Dopo essersi fermata in una baracca che funge da bar, aver telefonato al capo e chiacchierato con un vecchio cowboy e un ex pugile suonato, viene infastidita da alcuni ragazzini handicappati, spediti dalle rispettive famiglie nell'inferno di quel luogo "ameno".
La traversata del deserto è una lunga e metaforica sfilata di simboli consumistici: cartelloni pubblicitari, messaggi reclamistici, slogan promozionali . Intanto Mark continua a volteggiare libero nel cielo, fino a quando non scorge dall'alto l'auto solitaria della ragazza che corre veloce sulla strada, tra la sabbia.
Comincia così a compiere spericolate acrobazie nel tentativo di spaventare il guidatore, ma poi si accorge che al volante c'è una giovane donna e comincia a corteggiarla dando inizio ad un metaforico flirt tra aereo e macchina. Poi le lancia un drappo rosso e a segni fa capire alla ragazza la sua volontà di atterrare, lei intuisce subito le sue intenzioni e lo aiuta nell'atterraggio, disegnando sulla sabbia il punto esatto in cui deve toccare terra.
※ ※ ※
**PROVE DA SVOLGERE:**
1. Nel riassunto della traversata del deserto, riscrivi il passo che comincia con "La traversata del" e arriva fino a "deve toccare terra.", sostituendo "aereo" con "velivolo".
2. Scrivi il seguito del riassunto sull'incontro nel deserto tra l'aereo e l'auto della ragazza, partendo dopo l'ultima frase.

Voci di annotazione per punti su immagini
※ ※ ※
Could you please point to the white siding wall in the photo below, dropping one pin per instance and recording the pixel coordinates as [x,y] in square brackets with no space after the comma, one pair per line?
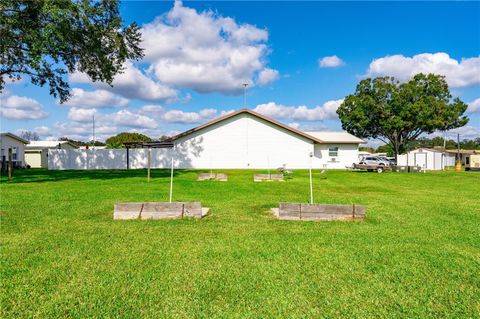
[427,159]
[7,142]
[107,159]
[347,155]
[243,141]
※ ※ ※
**SOLUZIONI IN ORDINE:**
1.
La traversata del deserto è una lunga e metaforica sfilata di simboli consumistici: cartelloni pubblicitari, messaggi reclamistici, slogan promozionali . Intanto Mark continua a volteggiare libero nel cielo, fino a quando non scorge dall'alto l'auto solitaria della ragazza che corre veloce sulla strada, tra la sabbia.
Comincia così a compiere spericolate acrobazie nel tentativo di spaventare il guidatore, ma poi si accorge che al volante c'è una giovane donna e comincia a corteggiarla dando inizio ad un metaforico flirt tra velivolo e macchina. Poi le lancia un drappo rosso e a segni fa capire alla ragazza la sua volontà di atterrare, lei intuisce subito le sue intenzioni e lo aiuta nell'atterraggio, disegnando sulla sabbia il punto esatto in cui deve toccare terra.

2.
Una volta sceso dall'aereo i due fanno conoscenza ed entrano subito in confidenza, poi lui le chiede un passaggio fino alla prossima stazione di servizio per cercare del carburante, ma a metà strada, nel punto chiamato Zabriskie (da cui il titolo del film), si fermano e cominciano ad esplorare i luoghi più nascosti della Death Valley, a giocare come due adolescenti nell'infanzia dei tempi, a rotolarsi nella polvere, ad amarsi come fossero soli sulla terra, novelli Adamo ed Eva nel loro personale Paradiso Terrestre.
E quando la sensualità dei loro corpi si moltiplica sotto il sole rovente e dal nulla, altre coppie di amanti sorgono, si fondono e si uniscono in tanti amplessi collettivi, la Valle della Morte si trasforma nella Valle dell'Amore. Ed è il trionfo dei sensi ed il sorgere di un ipotetico universo rinnovato.
Tornati in strada si imbattono in un poliziotto di pattuglia, che rischia di essere ucciso da Mark, terrorizzato all'idea di essere stato riconosciuto ed arrestato. I due ragazzi tornano, quindi, all'aereo e lo dipingono con colori sgargianti ed allegri, poi si separano e Mark decide di tornare indietro e restituire il velivolo, mentre Daria invece prosegue il suo viaggio verso Poenix, per raggiungere la villa del suo capo.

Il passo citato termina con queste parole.